| Exercise requirements |
Will you restate verbatim the lines running from the line with "point: the stone pillar, a" to the end of the data, leaving out everything else?

··· Excerpted records

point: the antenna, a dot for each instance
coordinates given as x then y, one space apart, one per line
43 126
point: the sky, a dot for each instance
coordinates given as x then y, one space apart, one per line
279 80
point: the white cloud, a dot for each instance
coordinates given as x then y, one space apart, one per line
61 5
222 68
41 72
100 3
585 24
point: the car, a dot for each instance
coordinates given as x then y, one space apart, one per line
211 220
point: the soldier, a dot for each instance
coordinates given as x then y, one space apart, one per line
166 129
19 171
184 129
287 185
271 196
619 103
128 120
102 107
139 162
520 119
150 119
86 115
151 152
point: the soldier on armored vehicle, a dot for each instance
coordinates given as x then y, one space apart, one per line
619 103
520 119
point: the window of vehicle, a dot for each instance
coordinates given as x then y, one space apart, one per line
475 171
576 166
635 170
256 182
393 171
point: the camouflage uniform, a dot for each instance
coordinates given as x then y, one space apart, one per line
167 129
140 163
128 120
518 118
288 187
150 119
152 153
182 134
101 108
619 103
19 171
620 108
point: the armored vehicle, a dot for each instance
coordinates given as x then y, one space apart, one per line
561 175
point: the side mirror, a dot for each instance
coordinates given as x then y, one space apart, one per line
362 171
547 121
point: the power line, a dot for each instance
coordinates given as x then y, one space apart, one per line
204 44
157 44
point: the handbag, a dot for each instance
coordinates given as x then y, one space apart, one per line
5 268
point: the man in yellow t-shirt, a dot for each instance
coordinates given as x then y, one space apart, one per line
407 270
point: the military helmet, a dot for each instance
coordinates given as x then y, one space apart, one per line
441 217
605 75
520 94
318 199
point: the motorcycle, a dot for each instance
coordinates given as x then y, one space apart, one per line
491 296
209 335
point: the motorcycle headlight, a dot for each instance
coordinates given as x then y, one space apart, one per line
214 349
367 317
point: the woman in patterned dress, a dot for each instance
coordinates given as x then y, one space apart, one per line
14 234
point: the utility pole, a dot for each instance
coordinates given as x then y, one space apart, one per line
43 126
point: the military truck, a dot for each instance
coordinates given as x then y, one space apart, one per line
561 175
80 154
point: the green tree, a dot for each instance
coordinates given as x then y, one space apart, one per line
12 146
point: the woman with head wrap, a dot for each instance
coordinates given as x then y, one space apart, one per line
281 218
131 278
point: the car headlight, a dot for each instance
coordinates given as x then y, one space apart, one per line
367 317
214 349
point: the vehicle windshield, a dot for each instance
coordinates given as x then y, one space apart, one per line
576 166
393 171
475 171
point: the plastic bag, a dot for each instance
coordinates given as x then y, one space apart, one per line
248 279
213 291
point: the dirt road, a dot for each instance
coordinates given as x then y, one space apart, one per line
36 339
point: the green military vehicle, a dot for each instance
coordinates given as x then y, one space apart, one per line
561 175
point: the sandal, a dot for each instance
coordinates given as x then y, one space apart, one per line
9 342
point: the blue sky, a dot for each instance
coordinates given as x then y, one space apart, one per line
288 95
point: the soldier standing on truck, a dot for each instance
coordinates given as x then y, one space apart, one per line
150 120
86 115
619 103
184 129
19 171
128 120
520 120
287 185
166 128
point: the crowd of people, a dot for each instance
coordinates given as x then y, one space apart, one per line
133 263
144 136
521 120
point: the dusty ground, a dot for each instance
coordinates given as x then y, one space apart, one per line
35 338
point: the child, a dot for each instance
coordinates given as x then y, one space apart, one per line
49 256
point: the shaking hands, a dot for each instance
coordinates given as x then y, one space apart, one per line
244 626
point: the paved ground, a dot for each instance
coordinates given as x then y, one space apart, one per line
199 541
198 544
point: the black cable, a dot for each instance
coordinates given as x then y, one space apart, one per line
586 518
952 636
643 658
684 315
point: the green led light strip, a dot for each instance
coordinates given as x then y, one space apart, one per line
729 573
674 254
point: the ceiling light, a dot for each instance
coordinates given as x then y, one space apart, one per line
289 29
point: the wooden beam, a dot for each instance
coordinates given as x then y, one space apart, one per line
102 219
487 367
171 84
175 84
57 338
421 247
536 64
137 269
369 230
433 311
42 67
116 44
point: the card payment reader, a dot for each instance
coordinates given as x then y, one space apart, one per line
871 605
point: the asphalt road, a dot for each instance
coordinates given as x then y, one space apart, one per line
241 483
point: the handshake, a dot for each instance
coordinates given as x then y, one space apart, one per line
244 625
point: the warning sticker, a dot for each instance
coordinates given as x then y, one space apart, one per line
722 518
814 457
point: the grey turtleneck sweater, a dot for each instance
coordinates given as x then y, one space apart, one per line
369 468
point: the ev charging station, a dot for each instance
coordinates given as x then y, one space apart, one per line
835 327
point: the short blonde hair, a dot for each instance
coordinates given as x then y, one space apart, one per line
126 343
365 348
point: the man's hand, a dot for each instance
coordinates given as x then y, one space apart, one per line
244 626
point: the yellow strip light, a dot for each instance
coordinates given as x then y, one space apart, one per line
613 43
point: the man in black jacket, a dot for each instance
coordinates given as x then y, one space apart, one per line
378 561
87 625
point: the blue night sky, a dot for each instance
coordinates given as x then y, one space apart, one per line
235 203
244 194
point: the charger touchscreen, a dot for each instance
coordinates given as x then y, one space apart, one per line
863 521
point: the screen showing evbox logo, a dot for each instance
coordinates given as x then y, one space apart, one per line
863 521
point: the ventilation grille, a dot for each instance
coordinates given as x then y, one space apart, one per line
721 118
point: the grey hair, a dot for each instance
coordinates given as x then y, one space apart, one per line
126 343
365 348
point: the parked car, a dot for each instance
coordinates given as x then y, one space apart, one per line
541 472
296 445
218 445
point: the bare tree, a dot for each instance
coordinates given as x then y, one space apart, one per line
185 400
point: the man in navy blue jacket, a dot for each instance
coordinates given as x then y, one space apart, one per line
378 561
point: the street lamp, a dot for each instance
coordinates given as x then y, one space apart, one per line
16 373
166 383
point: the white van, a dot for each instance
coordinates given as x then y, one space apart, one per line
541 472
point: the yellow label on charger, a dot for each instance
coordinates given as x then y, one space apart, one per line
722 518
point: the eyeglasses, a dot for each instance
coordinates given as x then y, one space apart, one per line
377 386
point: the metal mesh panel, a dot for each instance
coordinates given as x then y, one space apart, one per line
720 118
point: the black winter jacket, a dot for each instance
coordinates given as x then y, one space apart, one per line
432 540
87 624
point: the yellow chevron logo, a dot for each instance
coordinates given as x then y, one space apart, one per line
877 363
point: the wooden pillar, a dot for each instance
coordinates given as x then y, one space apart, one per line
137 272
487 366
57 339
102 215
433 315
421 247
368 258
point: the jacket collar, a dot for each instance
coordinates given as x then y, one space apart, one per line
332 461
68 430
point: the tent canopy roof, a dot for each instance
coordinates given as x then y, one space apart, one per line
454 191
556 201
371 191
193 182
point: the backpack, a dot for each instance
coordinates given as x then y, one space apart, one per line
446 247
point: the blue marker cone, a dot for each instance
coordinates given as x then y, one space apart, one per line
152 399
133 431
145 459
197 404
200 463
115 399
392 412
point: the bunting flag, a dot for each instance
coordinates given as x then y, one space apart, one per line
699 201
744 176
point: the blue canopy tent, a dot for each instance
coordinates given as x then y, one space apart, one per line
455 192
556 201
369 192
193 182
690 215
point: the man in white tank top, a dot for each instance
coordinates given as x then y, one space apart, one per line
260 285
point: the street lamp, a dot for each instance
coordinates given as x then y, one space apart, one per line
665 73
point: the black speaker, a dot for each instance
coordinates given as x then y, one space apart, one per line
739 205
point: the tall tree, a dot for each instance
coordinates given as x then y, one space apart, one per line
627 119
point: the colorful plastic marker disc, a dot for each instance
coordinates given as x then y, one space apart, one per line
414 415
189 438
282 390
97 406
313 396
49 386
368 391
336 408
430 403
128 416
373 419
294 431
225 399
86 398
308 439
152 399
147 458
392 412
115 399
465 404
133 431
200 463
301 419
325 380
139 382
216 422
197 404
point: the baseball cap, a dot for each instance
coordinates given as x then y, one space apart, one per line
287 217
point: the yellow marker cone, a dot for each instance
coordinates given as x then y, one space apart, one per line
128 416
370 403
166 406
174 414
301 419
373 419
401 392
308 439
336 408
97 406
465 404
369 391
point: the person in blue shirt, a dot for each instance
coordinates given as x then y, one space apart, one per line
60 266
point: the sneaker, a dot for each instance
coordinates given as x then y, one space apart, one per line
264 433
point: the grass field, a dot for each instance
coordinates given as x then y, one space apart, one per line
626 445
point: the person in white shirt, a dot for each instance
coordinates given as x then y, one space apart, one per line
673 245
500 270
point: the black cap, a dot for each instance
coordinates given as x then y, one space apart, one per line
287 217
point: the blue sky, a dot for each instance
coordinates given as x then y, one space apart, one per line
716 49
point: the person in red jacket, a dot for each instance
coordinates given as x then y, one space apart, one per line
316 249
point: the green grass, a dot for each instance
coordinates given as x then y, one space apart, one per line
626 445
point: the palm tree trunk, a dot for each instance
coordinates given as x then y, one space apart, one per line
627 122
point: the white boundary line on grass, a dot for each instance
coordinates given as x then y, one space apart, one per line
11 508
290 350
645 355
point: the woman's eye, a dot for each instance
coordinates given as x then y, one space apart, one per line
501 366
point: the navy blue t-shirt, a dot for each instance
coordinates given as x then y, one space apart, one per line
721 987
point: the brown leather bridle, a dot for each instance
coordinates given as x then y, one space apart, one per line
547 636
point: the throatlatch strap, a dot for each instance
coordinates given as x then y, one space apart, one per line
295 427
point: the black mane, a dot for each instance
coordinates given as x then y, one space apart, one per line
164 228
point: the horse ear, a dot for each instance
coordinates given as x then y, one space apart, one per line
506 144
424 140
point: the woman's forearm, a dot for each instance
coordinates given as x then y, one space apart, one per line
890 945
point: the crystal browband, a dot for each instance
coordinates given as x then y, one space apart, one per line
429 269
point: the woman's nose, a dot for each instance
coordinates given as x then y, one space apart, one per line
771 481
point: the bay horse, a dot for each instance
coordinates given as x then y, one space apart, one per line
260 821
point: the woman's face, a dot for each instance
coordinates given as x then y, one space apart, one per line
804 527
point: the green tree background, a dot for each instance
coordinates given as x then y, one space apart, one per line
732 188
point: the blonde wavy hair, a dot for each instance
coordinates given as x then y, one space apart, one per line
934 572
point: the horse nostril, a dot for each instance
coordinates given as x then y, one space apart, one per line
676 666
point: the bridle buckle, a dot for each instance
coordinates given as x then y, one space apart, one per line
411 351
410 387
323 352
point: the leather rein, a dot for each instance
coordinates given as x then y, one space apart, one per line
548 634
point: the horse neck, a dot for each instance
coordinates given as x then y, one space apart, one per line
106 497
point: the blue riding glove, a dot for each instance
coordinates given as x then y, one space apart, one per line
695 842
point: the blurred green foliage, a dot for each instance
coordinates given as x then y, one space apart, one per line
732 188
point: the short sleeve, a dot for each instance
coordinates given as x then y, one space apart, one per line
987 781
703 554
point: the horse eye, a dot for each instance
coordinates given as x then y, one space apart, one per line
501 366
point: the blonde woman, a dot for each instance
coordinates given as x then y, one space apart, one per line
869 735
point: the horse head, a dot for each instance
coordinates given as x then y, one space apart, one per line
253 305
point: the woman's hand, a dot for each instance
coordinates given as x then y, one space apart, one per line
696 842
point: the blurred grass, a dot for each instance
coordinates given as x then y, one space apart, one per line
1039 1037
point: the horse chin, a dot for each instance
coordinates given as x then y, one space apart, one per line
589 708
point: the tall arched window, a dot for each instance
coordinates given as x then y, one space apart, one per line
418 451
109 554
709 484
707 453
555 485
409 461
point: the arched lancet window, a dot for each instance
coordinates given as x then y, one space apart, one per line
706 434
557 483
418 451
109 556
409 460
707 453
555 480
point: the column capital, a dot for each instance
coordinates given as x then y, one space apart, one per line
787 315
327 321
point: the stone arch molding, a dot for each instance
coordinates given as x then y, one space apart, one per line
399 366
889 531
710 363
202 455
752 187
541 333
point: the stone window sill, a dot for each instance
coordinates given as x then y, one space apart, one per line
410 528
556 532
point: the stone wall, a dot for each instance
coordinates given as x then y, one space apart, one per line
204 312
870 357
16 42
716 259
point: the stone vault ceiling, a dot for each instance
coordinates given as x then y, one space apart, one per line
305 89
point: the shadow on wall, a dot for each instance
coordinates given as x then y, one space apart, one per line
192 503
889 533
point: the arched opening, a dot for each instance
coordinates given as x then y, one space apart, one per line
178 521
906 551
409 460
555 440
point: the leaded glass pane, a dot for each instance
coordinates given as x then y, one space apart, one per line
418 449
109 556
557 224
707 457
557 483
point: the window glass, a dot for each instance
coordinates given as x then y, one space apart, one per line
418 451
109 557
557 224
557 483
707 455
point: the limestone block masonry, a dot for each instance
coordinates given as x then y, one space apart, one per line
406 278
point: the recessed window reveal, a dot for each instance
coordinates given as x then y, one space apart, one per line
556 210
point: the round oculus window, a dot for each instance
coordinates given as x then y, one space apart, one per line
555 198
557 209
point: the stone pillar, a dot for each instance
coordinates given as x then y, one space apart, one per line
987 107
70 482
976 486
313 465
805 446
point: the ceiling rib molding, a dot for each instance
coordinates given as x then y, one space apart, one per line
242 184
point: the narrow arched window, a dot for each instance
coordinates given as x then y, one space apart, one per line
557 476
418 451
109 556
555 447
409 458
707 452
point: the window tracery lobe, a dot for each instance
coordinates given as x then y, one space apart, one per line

······

| Expected answer |
point: the stone pillar, a dot for each instance
coordinates given as x then y, one space apart, one per line
987 107
70 482
976 486
313 465
805 446
point: the ceiling rib molding, a dot for each instance
coordinates given as x then y, one space apart, one per line
242 184
point: the narrow arched window, a dot for each instance
coordinates given as x then y, one space apart, one per line
557 476
418 451
109 556
555 447
409 458
707 452
point: the window tracery lobe, a dot for each instance
coordinates given as x then y, one space apart, one per line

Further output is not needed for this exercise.